§ **Set task A**:
In the forum thread on melody, which band does one poster say didn't need melody?

:::

And don´t get me wrong: Its nothing against you personally of course. _


----------



## Jimmy Hellfire (Feb 21, 2019)

Alexander doesn't screw around 

But I agree. The role of the melody in music, and whether you need it or not, is a complex discussion. In a sense, melody is everything - but Slayer didn't need melody. 

However, the only thing that the example in this video proves is that you can full well write music without melody and have it sound like your average fare epic media fart. Not sure that was in dispute in the first place. The message seems to be: no, you don't have to think about melodies or anything. Just write some bullshit like this, somebody's gonna eat it up anyway! Not sure that was intended. So yeah, it's kind of counterproductive and seems to encourage people to just don't give a damn and confidently produce bad music - melodic or not.


----------



## AlexanderSchiborr (Feb 21, 2019)

Jimmy Hellfire said:


> Alexander doesn't screw around
> 
> But I agree. The role of the melody in music, and whether you need it or not, is a complex discussion. In a sense, melody is everything - but Slayer didn't need melody.
> 
> However, the only thing that the example in this video proves is that you can full well write music without melody and have it sound like your average fare epic media fart. Not sure that was in dispute in the first place. The message seems to be: no, you don't have to think about melodies or anything. Just write some bullshit like this, somebody's gonna eat it up anyway! Not sure that was intended. So yeah, it's kind of counterproductive and seems to encourage people to just don't give a damn and confidently produce bad music - melodic or not.



And Slayer has done great songs, definitely I enjoy them. I wished he would approached that subject very different.


----------



## Emmanuel Rousseau (Feb 22, 2019)

I don't have 31min to see if you're just being provocative, but I really hope you are


----------



## gregh (Feb 22, 2019)

melody matters when you want a melodic piece - otherwise not. In a more global sense, melody has not been a requirement of interesting music for close on a hundred years - just one of the tools in the toolbox


----------



## mikeh-375 (Feb 22, 2019)

Melody isn't necessary in some cases to be fair - mainly in media applications - but try being a composer of orchestral music and not have it, at all. Most orchestral music will have a sense of line and momentum and whilst rhythm can do this, it's pretty hard to not come up with even a riff to sustain interest in extended writing generally speaking. That riff might be harmonic in nature, but is still something to hang one's hat on. Don't forget inner part writing, counterpoint, foreground/background writing etc, all needing a sense of line and musicality that a good melodic sense can impart. So maybe a cue or two can be all hands down to the keys to play footballs (semibreves), but as composers, we need more than that.

Nothing provocative at all here, if you agree with the thread title, you are not a good orchestral or instrumental composer imv, and if you want to be, you need to go back to school.


----------



## asherpope (Feb 22, 2019)

Yes. Except when it doesn't


----------



## gregh (Feb 22, 2019)

:::

§ **Set task B**:
Please write out the entries word for word, from their first line through the line that contains "point(413, 117)", leaving out the pictures.

:::

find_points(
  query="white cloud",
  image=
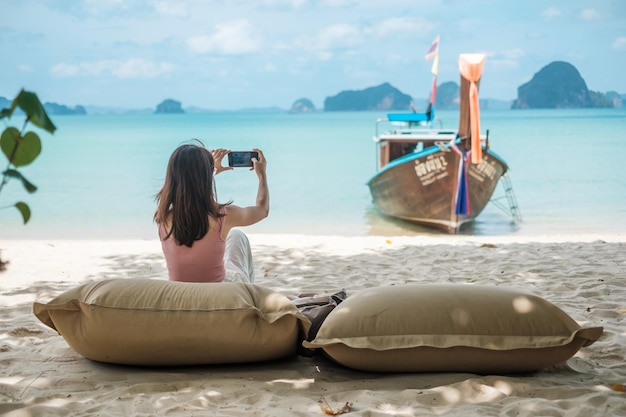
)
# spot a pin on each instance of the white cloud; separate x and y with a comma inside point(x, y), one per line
point(396, 25)
point(550, 13)
point(132, 68)
point(139, 68)
point(64, 70)
point(294, 4)
point(170, 8)
point(97, 6)
point(619, 43)
point(339, 36)
point(232, 38)
point(590, 14)
point(24, 68)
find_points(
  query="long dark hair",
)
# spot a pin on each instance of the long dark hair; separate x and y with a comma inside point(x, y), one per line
point(188, 196)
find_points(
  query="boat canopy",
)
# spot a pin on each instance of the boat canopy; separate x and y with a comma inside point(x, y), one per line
point(413, 117)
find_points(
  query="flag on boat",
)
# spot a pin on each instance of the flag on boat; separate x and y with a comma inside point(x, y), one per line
point(433, 54)
point(433, 51)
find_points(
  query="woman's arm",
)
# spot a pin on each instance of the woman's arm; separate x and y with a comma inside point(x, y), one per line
point(245, 216)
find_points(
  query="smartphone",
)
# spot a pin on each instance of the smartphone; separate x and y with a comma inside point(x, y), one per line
point(241, 159)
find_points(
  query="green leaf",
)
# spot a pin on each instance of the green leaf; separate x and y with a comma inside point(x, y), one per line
point(20, 150)
point(9, 138)
point(24, 209)
point(29, 102)
point(14, 173)
point(6, 113)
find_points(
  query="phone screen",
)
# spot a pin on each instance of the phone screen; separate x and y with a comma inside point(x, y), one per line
point(241, 159)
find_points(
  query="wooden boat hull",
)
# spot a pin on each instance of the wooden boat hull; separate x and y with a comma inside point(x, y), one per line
point(422, 187)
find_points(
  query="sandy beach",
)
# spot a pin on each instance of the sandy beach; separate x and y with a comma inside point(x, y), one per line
point(583, 275)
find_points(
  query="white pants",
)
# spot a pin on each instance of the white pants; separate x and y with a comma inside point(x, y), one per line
point(238, 258)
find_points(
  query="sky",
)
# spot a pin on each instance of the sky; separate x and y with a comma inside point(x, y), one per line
point(233, 54)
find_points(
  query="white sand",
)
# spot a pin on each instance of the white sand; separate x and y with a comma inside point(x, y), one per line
point(584, 275)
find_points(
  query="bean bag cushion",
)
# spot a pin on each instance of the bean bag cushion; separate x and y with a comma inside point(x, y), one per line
point(158, 322)
point(449, 328)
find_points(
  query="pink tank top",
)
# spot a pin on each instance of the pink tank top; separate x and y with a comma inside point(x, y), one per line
point(202, 262)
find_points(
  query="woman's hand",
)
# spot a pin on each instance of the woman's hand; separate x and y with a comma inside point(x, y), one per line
point(218, 155)
point(259, 164)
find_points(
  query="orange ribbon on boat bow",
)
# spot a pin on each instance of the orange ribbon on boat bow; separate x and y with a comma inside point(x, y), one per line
point(471, 68)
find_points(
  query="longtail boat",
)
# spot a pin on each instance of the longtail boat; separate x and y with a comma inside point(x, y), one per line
point(436, 177)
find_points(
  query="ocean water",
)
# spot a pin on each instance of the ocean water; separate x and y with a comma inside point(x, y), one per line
point(97, 175)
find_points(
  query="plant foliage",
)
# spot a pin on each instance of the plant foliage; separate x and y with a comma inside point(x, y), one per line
point(22, 147)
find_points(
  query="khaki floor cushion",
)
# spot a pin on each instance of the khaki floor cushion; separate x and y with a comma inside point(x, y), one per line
point(158, 322)
point(449, 328)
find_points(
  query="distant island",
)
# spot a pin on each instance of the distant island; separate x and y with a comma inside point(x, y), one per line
point(302, 105)
point(384, 97)
point(557, 85)
point(169, 106)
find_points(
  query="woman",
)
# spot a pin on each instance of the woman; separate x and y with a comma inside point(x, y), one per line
point(196, 232)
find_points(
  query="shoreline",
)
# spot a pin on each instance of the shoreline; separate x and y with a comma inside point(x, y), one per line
point(581, 274)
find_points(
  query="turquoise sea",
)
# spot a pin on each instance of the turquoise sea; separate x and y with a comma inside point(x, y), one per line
point(97, 175)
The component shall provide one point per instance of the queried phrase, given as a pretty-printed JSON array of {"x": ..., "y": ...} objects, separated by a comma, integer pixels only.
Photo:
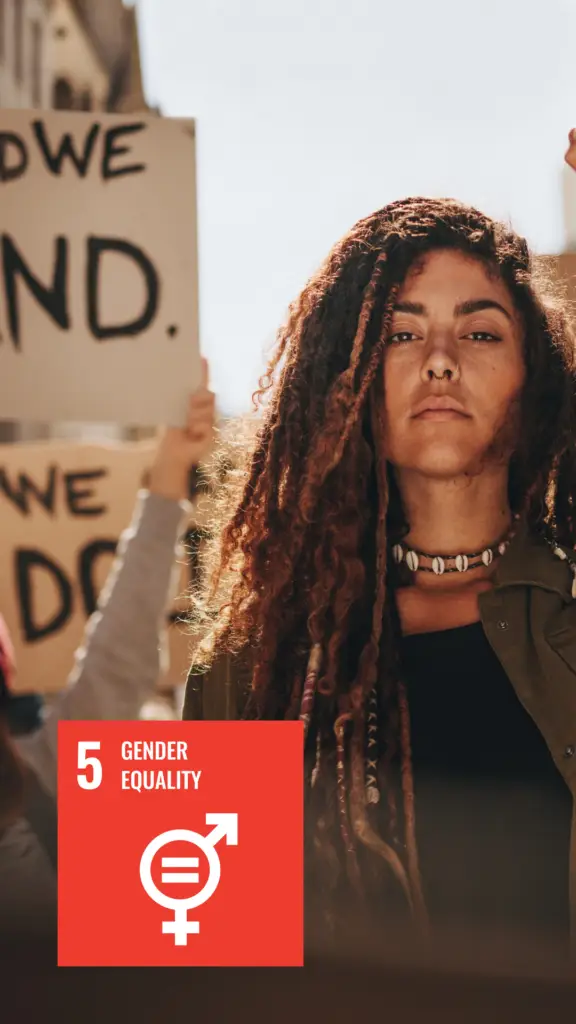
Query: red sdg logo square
[{"x": 180, "y": 844}]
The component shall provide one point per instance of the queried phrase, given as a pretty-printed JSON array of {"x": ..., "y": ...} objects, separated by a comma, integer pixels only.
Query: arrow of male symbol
[{"x": 225, "y": 826}]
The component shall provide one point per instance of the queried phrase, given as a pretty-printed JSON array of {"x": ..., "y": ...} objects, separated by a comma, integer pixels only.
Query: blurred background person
[{"x": 115, "y": 675}]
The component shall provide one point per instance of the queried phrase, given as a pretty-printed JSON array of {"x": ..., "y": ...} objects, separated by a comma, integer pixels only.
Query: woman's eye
[
  {"x": 400, "y": 337},
  {"x": 483, "y": 336}
]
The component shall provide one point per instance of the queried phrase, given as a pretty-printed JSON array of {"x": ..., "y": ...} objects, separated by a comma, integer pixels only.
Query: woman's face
[{"x": 453, "y": 368}]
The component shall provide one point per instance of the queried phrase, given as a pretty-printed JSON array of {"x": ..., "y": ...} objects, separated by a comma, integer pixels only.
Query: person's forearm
[{"x": 117, "y": 667}]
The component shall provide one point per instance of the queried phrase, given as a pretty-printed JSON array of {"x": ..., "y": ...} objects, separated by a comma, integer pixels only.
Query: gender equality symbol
[{"x": 180, "y": 927}]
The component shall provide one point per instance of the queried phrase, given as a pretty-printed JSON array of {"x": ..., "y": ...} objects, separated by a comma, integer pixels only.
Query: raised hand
[
  {"x": 181, "y": 449},
  {"x": 570, "y": 156}
]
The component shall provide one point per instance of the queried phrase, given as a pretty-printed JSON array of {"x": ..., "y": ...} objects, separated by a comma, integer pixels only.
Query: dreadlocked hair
[{"x": 301, "y": 561}]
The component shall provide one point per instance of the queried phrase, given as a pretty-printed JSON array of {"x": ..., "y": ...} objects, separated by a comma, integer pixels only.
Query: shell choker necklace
[{"x": 423, "y": 561}]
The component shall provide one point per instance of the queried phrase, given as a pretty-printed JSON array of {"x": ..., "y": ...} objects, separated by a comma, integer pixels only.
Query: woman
[
  {"x": 399, "y": 572},
  {"x": 116, "y": 673}
]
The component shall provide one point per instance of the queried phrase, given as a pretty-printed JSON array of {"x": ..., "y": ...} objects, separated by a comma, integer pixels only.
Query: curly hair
[{"x": 301, "y": 561}]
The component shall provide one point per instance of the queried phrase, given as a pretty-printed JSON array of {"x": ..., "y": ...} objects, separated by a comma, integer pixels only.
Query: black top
[{"x": 493, "y": 812}]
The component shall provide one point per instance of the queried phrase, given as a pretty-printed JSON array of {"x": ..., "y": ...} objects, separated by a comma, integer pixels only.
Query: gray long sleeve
[{"x": 117, "y": 668}]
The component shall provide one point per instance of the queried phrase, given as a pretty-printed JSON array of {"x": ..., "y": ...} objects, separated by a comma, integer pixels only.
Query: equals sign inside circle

:::

§ **Expected output A**:
Slayer.

§ **Expected output B**:
find_points(
  query="white cloud",
  image=
)
# spot a pin on each instance of the white cloud; separate x and y with a comma inside point(x, y), one per line
point(396, 25)
point(550, 13)
point(132, 68)
point(139, 68)
point(64, 70)
point(294, 4)
point(170, 8)
point(97, 6)
point(619, 43)
point(339, 36)
point(232, 38)
point(590, 14)
point(24, 68)
find_points(
  query="long dark hair",
)
# spot a pin on each instance of the long dark hair; separate x and y with a comma inside point(x, y), one per line
point(188, 196)
find_points(
  query="boat canopy",
)
# spot a pin on each instance of the boat canopy; separate x and y with a comma inside point(x, y), one per line
point(413, 117)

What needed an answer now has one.